Reproduce verbatim the entries below, from their first line through the line containing "Could you please", including both of these lines.

========

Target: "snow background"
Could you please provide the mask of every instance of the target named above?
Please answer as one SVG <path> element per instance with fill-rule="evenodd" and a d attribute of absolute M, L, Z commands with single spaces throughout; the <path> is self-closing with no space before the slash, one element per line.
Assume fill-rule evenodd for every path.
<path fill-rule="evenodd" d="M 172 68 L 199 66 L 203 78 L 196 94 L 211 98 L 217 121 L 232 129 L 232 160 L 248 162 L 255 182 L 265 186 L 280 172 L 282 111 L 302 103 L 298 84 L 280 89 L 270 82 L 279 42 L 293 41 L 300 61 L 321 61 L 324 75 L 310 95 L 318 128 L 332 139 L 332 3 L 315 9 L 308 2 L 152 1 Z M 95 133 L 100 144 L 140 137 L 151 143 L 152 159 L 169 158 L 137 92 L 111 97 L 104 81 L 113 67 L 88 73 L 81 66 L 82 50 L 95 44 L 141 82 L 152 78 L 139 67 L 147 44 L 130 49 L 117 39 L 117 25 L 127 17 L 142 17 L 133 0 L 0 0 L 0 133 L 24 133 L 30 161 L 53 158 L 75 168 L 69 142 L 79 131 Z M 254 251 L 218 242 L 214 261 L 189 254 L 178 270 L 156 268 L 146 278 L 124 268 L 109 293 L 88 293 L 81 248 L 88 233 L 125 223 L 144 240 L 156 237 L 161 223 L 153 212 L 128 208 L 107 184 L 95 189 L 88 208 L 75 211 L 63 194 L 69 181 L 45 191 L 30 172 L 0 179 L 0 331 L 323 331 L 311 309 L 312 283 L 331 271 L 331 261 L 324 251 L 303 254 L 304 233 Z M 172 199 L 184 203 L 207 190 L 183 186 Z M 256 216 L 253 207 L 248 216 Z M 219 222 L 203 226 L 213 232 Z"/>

========

Task answer =>
Target: "snow background"
Could you please provide the mask of every instance of the target named above?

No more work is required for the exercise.